Instructions to follow =
Read the records beneath this task and copy every line that contains the string "below".

Record excerpts =
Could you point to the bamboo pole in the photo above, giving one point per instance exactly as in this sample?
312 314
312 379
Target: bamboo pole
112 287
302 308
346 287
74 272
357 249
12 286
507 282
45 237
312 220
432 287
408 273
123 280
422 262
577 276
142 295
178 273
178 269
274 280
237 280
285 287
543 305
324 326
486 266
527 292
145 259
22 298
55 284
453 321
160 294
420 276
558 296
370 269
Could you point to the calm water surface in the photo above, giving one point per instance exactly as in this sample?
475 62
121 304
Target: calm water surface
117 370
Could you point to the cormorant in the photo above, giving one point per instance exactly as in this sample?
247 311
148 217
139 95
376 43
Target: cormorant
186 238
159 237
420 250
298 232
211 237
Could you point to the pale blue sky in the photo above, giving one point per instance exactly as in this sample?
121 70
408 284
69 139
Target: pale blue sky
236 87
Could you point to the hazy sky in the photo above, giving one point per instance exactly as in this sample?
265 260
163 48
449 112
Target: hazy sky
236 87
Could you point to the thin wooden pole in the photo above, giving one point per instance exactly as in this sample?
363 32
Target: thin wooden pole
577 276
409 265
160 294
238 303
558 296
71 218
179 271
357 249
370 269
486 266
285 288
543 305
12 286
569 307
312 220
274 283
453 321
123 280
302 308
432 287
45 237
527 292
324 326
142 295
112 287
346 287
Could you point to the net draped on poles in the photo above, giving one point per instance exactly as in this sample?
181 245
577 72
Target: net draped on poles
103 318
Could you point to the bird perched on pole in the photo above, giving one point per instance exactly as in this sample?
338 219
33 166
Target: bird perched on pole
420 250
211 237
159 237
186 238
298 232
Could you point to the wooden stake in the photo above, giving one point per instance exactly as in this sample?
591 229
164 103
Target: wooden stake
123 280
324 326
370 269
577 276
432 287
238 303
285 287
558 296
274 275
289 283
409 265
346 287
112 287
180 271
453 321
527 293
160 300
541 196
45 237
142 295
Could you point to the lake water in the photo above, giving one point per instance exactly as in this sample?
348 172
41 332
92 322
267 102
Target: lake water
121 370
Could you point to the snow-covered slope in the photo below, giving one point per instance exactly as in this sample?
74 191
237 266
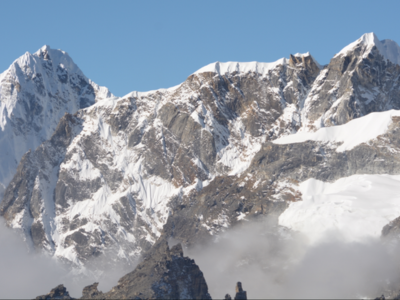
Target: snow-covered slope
348 135
355 207
35 92
232 142
123 165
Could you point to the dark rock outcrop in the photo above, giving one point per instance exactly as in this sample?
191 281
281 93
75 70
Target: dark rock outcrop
164 274
59 292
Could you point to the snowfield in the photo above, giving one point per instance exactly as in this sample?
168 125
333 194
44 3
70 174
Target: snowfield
355 207
351 134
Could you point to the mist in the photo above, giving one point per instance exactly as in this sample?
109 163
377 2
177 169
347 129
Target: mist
273 262
25 275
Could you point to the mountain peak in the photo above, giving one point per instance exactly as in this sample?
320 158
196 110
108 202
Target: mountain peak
387 48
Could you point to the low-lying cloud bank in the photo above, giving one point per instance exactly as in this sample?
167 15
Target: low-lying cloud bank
272 262
25 275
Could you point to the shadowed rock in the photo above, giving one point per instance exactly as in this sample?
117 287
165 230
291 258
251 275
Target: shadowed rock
59 292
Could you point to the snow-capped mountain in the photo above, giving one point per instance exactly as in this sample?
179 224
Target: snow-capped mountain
35 92
232 142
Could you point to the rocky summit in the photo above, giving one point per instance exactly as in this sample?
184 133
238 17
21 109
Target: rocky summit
85 174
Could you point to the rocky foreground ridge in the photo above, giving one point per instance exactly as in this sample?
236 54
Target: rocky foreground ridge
164 274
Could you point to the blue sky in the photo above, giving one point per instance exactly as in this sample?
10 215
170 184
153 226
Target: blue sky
146 45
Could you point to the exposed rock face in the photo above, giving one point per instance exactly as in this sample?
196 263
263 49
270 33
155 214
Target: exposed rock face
194 160
355 83
59 292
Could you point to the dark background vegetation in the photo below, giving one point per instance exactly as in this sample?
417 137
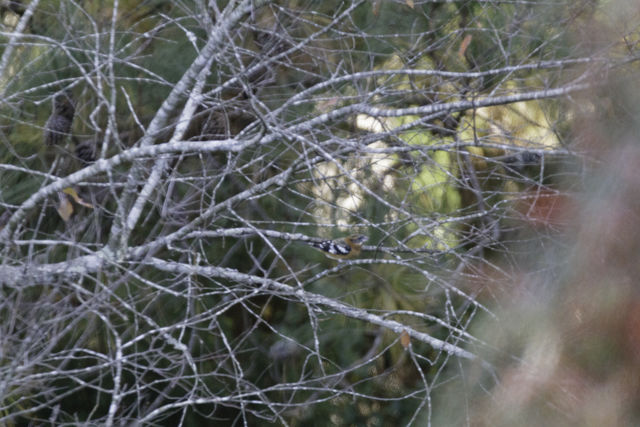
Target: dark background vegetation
154 266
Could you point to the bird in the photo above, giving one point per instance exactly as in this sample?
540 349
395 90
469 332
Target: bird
348 247
59 122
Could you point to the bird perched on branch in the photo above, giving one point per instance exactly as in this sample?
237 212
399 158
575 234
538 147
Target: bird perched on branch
348 247
59 122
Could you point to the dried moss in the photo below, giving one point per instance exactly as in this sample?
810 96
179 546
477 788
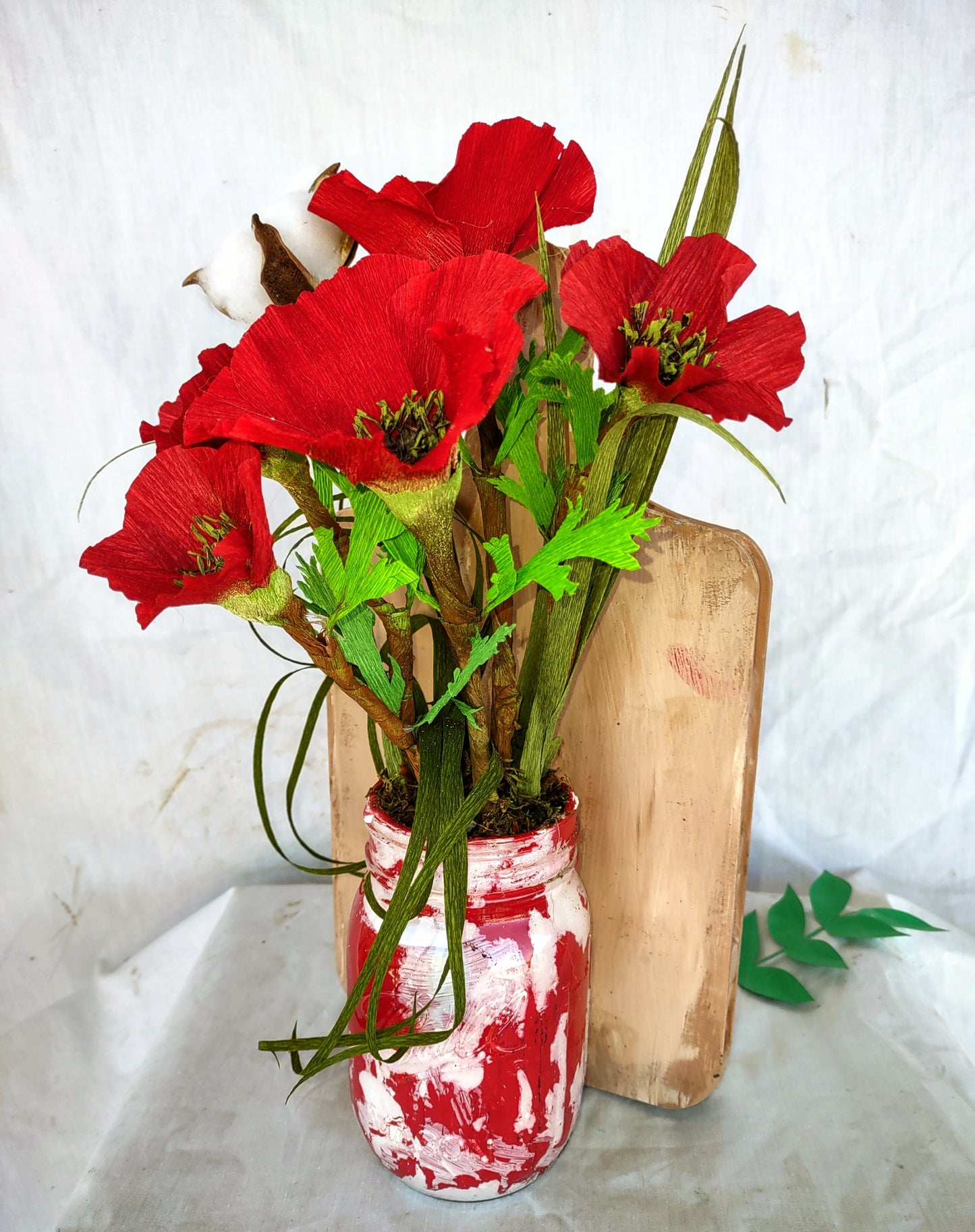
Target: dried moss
501 817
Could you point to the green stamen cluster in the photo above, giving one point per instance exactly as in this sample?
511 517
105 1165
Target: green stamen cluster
412 431
208 531
664 333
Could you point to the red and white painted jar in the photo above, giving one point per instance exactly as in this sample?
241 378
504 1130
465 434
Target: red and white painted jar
491 1108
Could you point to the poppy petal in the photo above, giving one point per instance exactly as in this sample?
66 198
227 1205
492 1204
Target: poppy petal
169 429
491 191
701 279
737 400
598 288
303 370
154 558
395 219
476 295
764 346
567 198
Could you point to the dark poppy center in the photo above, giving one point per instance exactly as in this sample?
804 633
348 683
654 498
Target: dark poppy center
208 533
665 331
412 431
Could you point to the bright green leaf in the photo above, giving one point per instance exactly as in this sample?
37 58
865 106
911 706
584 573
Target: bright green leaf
611 536
482 649
899 919
829 894
358 646
775 984
787 918
860 927
814 953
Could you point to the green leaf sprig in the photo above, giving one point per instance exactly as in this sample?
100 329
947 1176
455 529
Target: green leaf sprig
829 896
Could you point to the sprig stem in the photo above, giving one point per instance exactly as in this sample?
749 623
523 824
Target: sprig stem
778 954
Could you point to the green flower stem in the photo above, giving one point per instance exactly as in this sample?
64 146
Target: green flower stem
778 954
328 657
428 513
506 699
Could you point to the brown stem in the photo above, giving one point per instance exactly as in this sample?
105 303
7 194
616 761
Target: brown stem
291 471
328 655
462 625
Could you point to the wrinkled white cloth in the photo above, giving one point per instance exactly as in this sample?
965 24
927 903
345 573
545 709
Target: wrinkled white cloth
854 1114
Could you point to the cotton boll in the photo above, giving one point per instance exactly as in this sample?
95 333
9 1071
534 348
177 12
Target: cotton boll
231 282
319 246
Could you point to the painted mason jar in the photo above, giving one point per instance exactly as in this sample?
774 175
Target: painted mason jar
489 1109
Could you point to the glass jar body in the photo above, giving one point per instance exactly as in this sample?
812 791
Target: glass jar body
489 1109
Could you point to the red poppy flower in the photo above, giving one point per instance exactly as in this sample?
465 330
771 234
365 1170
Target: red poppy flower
486 201
665 329
195 531
379 370
169 429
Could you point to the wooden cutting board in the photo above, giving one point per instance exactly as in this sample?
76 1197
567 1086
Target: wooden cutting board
660 742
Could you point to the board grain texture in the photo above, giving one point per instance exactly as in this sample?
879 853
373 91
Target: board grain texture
660 742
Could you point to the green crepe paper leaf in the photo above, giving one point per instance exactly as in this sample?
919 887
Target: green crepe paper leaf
814 953
536 492
519 444
406 549
860 927
336 589
721 191
364 579
358 645
775 984
827 896
682 212
584 406
482 649
771 982
611 536
374 751
522 417
787 918
899 919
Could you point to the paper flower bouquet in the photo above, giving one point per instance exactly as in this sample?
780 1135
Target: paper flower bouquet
455 358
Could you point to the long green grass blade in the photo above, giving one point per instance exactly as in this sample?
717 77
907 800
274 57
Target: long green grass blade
261 797
721 191
677 228
308 731
287 658
103 467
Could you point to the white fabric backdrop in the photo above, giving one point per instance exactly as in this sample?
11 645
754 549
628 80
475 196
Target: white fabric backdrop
137 134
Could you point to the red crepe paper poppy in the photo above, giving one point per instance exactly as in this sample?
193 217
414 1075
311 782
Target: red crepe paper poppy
379 370
195 531
665 329
169 429
486 201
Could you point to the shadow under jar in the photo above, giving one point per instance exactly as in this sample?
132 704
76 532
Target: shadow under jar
489 1109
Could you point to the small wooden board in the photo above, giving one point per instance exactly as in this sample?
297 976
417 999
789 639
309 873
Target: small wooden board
660 742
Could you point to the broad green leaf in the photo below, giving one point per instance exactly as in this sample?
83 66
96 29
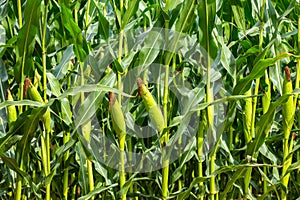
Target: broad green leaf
258 71
263 127
23 146
131 10
80 45
97 190
206 16
187 14
237 175
26 37
150 49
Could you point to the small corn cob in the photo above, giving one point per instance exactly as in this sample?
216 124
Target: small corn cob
288 111
152 108
117 116
34 95
11 110
247 122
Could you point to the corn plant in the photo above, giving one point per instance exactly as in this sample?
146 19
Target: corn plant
136 99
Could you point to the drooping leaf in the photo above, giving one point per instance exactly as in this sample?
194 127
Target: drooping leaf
26 38
258 71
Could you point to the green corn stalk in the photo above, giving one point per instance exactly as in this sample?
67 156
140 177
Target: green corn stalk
33 94
152 108
11 110
248 117
158 121
119 126
288 111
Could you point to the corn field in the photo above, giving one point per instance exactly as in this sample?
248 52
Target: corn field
157 99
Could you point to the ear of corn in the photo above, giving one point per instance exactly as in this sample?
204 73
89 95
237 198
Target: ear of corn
288 111
247 122
152 108
34 95
117 116
11 110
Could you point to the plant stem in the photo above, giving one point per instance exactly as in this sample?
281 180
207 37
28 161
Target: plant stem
209 98
86 130
44 50
122 173
20 14
66 138
165 139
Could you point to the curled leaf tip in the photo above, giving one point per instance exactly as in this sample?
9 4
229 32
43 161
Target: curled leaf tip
287 73
140 82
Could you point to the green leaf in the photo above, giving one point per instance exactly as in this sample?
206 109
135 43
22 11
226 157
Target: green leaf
103 25
263 127
258 71
54 84
97 190
26 37
131 10
206 16
151 48
60 70
23 146
80 45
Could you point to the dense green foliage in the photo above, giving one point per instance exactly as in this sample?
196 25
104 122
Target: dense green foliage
239 90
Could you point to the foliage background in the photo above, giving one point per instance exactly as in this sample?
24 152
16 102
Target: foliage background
58 44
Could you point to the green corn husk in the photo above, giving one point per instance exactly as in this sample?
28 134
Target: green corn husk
117 116
247 122
11 110
288 111
34 95
152 108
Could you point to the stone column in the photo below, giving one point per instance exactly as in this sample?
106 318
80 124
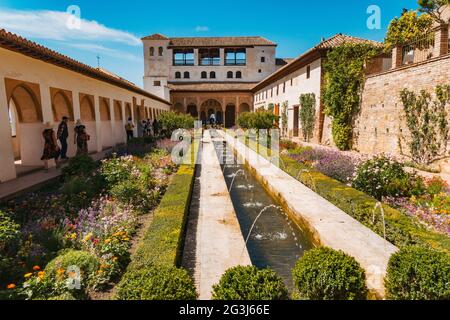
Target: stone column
112 112
397 57
46 104
98 124
7 166
441 41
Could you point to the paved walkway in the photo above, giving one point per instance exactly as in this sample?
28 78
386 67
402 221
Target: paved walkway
219 243
34 179
331 226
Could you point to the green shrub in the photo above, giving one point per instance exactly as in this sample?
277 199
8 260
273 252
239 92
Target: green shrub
9 232
63 297
82 165
249 283
87 263
416 273
157 282
382 177
9 243
401 230
326 274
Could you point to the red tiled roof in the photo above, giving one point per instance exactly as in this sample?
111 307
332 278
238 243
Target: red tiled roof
213 41
13 42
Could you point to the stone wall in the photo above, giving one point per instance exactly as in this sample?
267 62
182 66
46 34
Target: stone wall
381 120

Written solution =
Could you point to the snow-covered slope in the photo below, giving one point per instance exactly as in this sample?
Could you point to the dark background vegetation in the photo below, giving one point per instance exactly as in this sample?
Could you point to the dried moss in the photo below, giving one point per instance exactly as in this sample?
Could you point to the broad green leaf in the photo below, giving one point per instance exactly as in this sample?
Could you point to the stone column in the photo below, giving one point per instance exactly as in this sample?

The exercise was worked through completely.